> [Exercise prompt] Please transcribe the entries below without omitting a single character.
* * * * *
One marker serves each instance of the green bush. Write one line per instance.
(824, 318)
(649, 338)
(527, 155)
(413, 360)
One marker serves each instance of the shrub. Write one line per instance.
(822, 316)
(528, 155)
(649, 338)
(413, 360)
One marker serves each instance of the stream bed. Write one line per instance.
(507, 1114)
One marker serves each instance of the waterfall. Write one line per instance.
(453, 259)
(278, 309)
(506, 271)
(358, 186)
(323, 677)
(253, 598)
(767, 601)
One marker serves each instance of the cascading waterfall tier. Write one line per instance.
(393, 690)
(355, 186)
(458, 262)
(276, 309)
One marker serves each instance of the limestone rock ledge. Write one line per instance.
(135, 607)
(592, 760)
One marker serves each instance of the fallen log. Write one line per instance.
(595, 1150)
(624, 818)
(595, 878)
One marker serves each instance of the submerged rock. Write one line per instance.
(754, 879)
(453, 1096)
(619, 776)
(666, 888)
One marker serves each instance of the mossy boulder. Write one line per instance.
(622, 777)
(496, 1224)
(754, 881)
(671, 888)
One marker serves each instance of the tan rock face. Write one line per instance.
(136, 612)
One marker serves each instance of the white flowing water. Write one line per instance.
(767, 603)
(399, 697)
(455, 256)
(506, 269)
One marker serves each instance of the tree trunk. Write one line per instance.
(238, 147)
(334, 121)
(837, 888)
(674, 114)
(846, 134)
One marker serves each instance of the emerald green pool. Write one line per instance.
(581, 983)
* * * * *
> [Finished exercise]
One marker serves each instance of the green bush. Write one line per instance.
(824, 318)
(649, 338)
(527, 155)
(413, 360)
One marker serves each instance of the shrub. Write one line per instance.
(822, 316)
(528, 155)
(649, 338)
(413, 360)
One marker serves each instance of the stream bed. Write one line per instance.
(507, 1114)
One marker serves each instance of the waterfall. Write one line per instance.
(453, 259)
(278, 309)
(506, 271)
(358, 186)
(323, 677)
(253, 598)
(767, 601)
One marker serves each instance of the cascading waterfall tier. Write one line per instance.
(393, 690)
(355, 186)
(458, 262)
(276, 309)
One marker serves each instance of the limestone rock ledge. Write one line per instance.
(135, 607)
(592, 760)
One marker serves each instance of the fallen log. Write one line per instance.
(595, 1150)
(624, 818)
(595, 878)
One marker serves each instance of the submerged rock. Write one line per instance.
(754, 879)
(453, 1096)
(619, 776)
(666, 888)
One marker serves each instance of the mossy boulder. Write one line per instance.
(622, 777)
(496, 1224)
(754, 881)
(671, 888)
One marker serves each instance of the tan rock face. Write one line per instance.
(136, 612)
One marker serves each instance of the white flowing water. Write one line per instance.
(767, 603)
(399, 697)
(455, 256)
(506, 269)
One marker serves each instance of the tree trunk. Write one line per instance.
(238, 147)
(334, 121)
(837, 888)
(674, 114)
(846, 134)
One marker serves each instance of the emerald green pool. Write one line per instance.
(581, 983)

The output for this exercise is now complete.